◆ Reading passage ◆
The standard defines that on each iteration at the end of each loop
i = i + increment
where the default increment is 1. In this case at the start of the last cycle of the loop
i = huge(0)
For the default compiler switches on modern processors the default integer kind is a 32 bit twos complement integer. For a 32 bit twos complement integer
huge(0) == 2**31-1
For a twos complement integer the increment of huge(0) results in an overflow so
huge(0) + 1 == -2**31
i.e. a negative integer. Therefore the final increment of i will not satisfy “normal” integer arithmetic. By having an implied code operation that doesn’t satisfy “normal” arithmetic the code is not standard conforming. With this requirement on conformance the determination of the iteration for a do loop of the form
do i=m1, m2, m3
…
end do

is very simply evaluated as
i = i + m3
if (i > m2) exit

With i a twos complement, and m3 the default value of 1 then on the last cycle
i = huge(0) + 1 ! => i = -2**31
if (i > m3) exit ! => if (-2**31 > 2**31-1) exit => no exit and the loop continues to cycle.

◆ Objectives ◆
[A] Please rewrite the part of the do-loop passage that opens with the words containing "With i a twos" and closes with "continues to cycle.", switching "twos complement" to "two's complement".
[B] According to the do-loop passage, what is the default integer kind on modern processors with the default compiler switches?
Rely only on the do-loop passage for your responses.

◆ Dataset extract ◆
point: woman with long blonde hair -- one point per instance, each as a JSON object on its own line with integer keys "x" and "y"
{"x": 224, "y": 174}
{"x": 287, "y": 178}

◆ Solutions in order ◆
[A]
With i a two's complement, and m3 the default value of 1 then on the last cycle
i = huge(0) + 1 ! => i = -2**31
if (i > m3) exit ! => if (-2**31 > 2**31-1) exit => no exit and the loop continues to cycle.

[B] A 32 bit twos complement integer.